DATA TO EXAMINE START

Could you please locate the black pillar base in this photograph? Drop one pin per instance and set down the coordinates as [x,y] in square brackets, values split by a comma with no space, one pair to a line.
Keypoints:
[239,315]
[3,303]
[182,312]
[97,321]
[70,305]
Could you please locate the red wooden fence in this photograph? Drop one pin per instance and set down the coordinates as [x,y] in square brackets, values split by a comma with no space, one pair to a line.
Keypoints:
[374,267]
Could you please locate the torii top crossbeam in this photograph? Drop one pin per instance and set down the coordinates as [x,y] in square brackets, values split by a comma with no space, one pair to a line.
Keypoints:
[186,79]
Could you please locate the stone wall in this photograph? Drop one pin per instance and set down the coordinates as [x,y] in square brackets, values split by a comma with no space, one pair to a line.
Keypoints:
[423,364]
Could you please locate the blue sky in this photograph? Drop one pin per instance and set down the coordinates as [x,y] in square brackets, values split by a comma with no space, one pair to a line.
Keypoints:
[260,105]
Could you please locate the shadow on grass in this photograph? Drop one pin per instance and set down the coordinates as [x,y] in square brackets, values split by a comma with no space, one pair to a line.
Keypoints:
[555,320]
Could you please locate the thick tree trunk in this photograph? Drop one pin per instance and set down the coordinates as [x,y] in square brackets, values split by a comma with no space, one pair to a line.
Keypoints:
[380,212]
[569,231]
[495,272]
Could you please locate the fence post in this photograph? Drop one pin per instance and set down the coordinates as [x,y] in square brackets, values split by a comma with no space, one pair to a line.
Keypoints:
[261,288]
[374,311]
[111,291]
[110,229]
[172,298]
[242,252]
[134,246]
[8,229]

DATA TO EXAMINE END

ACTIVITY » From the records above, print exactly the lines that run from the line with "Could you please locate the torii" to the line with "Could you please locate the thick", inclusive.

RESPONSE AREA »
Could you please locate the torii top crossbeam in this photograph? Drop one pin per instance and set down the coordinates as [x,y] in square brackets, values split by a comma with no space, one pair to a line.
Keypoints:
[186,79]
Could you please locate the stone wall in this photograph? Drop one pin per instance and set down the coordinates as [x,y] in square brackets, values split by a comma with no space, one pair to a line.
Keypoints:
[423,364]
Could you please locate the blue sky in this photograph? Drop one pin per instance and set down the coordinates as [x,y] in square brackets, values split by a comma with no space, one pair to a line.
Keypoints:
[260,105]
Could you please locate the shadow on grass in this photograph? Drop one pin per instance and set down the coordinates as [x,y] in square brackets, values split by a comma with no space, one pair to a line.
Keypoints:
[555,320]
Could you please locate the thick tree trunk in this photograph? Drop one pin per instance and set down the coordinates as [x,y] in square brackets, values split by a comma with no space, one pair to a line.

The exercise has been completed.